If you’re on a customer success team and tired of winging it with sticky notes and scattered emails, you’re probably thinking about playbooks. Maybe you’ve heard about Churnzero and want to actually use it for more than just tracking renewals. This guide's for you. We’ll walk through building custom playbooks that make sense for your workflow—not whatever the vendor’s webinar says. No fluff, just what you need to get started and avoid rookie mistakes.
Why bother with playbooks in the first place?
Let’s get real: playbooks are just checklists—structured, repeatable steps so your team isn’t reinventing the wheel every time a customer needs help, is up for renewal, or starts ghosting. Good playbooks mean fewer dropped balls, fewer “I thought you followed up,” and better outcomes for your customers. Churnzero’s playbook builder is pretty flexible, but it’s easy to make things too complicated, too fast.
Step 1: Figure out what you actually need a playbook for
Before you even log in, stop and ask: What’s the problem you’re solving? Playbooks aren’t magic. They just keep your team on the rails. Some typical use cases:
- Onboarding new customers (the classic)
- Handling renewals
- Managing at-risk accounts
- Upsell/cross-sell motions
- QBRs/business reviews
Don’t try to automate everything. Pick one process where you consistently see things fall apart or get inconsistent. Start there.
Pro tip: If your team ignores their current checklists, don’t expect a digital playbook to change that. Get buy-in first.
+--
[TASK SET]:
(a) In the guide on Churnzero playbooks, what should you get first if your team ignores its current checklists?
(b) Return the stretch of the guide on Churnzero playbooks from "Step 1: Figure" through "Get buy-in first.", copied word for word.

[SUPPLIED INFORMATION]:
+--
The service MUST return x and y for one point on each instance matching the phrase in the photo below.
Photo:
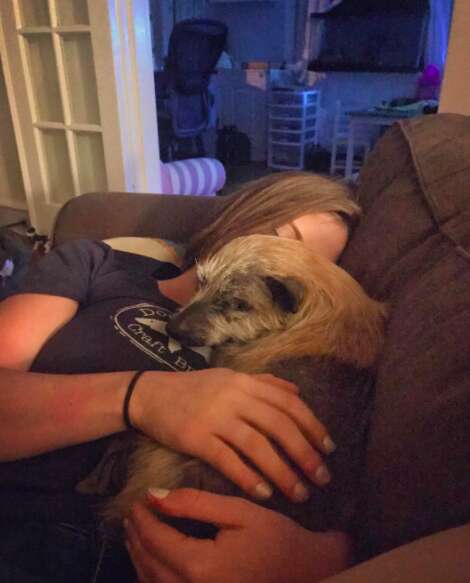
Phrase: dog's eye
(201, 279)
(241, 305)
+--
[SOLUTIONS IN ORDER]:
(a) Buy-in.

(b)
Step 1: Figure out what you actually need a playbook for
Before you even log in, stop and ask: What’s the problem you’re solving? Playbooks aren’t magic. They just keep your team on the rails. Some typical use cases:
- Onboarding new customers (the classic)
- Handling renewals
- Managing at-risk accounts
- Upsell/cross-sell motions
- QBRs/business reviews
Don’t try to automate everything. Pick one process where you consistently see things fall apart or get inconsistent. Start there.
Pro tip: If your team ignores their current checklists, don’t expect a digital playbook to change that. Get buy-in first.